Excerpts from a point labeling dataset

◇ ◇ ◇ ◇ ◇ ◇ ◇

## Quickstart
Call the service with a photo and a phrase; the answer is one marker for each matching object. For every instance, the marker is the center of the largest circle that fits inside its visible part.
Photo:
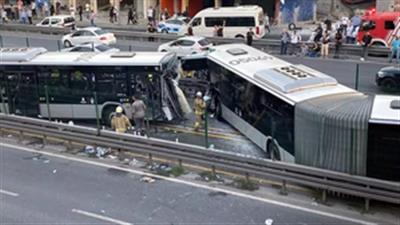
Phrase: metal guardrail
(325, 180)
(265, 44)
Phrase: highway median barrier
(263, 44)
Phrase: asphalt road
(343, 70)
(51, 190)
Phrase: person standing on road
(365, 43)
(190, 30)
(29, 14)
(395, 50)
(138, 114)
(130, 16)
(199, 110)
(150, 14)
(249, 37)
(285, 39)
(338, 43)
(325, 44)
(111, 14)
(295, 40)
(3, 15)
(92, 18)
(80, 12)
(120, 123)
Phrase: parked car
(170, 26)
(60, 21)
(186, 45)
(388, 78)
(88, 34)
(91, 47)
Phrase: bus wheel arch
(272, 150)
(107, 113)
(239, 36)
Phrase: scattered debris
(161, 169)
(245, 184)
(269, 221)
(147, 179)
(99, 152)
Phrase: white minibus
(236, 21)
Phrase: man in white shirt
(295, 40)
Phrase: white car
(88, 35)
(186, 45)
(60, 21)
(91, 47)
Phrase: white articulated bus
(297, 114)
(236, 21)
(72, 78)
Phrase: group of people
(121, 123)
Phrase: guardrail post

◇ ◇ ◇ ◇ ◇ ◇ ◇

> WORK REQUIRED:
Write the lines above as a JSON list of strings, one string per line, skipping any blank lines. Leave the pictures out.

> CORRECT OUTPUT:
[
  "## Quickstart",
  "Call the service with a photo and a phrase; the answer is one marker for each matching object. For every instance, the marker is the center of the largest circle that fits inside its visible part.",
  "Photo:",
  "Phrase: metal guardrail",
  "(325, 180)",
  "(265, 44)",
  "Phrase: highway median barrier",
  "(263, 44)",
  "Phrase: asphalt road",
  "(343, 70)",
  "(51, 190)",
  "Phrase: person standing on road",
  "(365, 43)",
  "(190, 30)",
  "(29, 14)",
  "(395, 50)",
  "(138, 114)",
  "(130, 16)",
  "(199, 110)",
  "(150, 14)",
  "(249, 37)",
  "(285, 39)",
  "(338, 43)",
  "(325, 44)",
  "(111, 14)",
  "(295, 40)",
  "(3, 15)",
  "(92, 18)",
  "(80, 12)",
  "(120, 123)",
  "Phrase: parked car",
  "(170, 26)",
  "(60, 21)",
  "(186, 45)",
  "(388, 78)",
  "(88, 34)",
  "(91, 47)",
  "Phrase: bus wheel arch",
  "(272, 150)",
  "(107, 113)",
  "(239, 36)",
  "Phrase: scattered debris",
  "(161, 169)",
  "(245, 184)",
  "(269, 221)",
  "(147, 179)",
  "(99, 152)",
  "Phrase: white minibus",
  "(236, 21)",
  "Phrase: man in white shirt",
  "(295, 40)",
  "Phrase: white car",
  "(88, 35)",
  "(186, 45)",
  "(60, 21)",
  "(91, 47)",
  "Phrase: white articulated bus",
  "(297, 114)",
  "(236, 21)",
  "(72, 78)",
  "Phrase: group of people",
  "(121, 123)",
  "Phrase: guardrail post"
]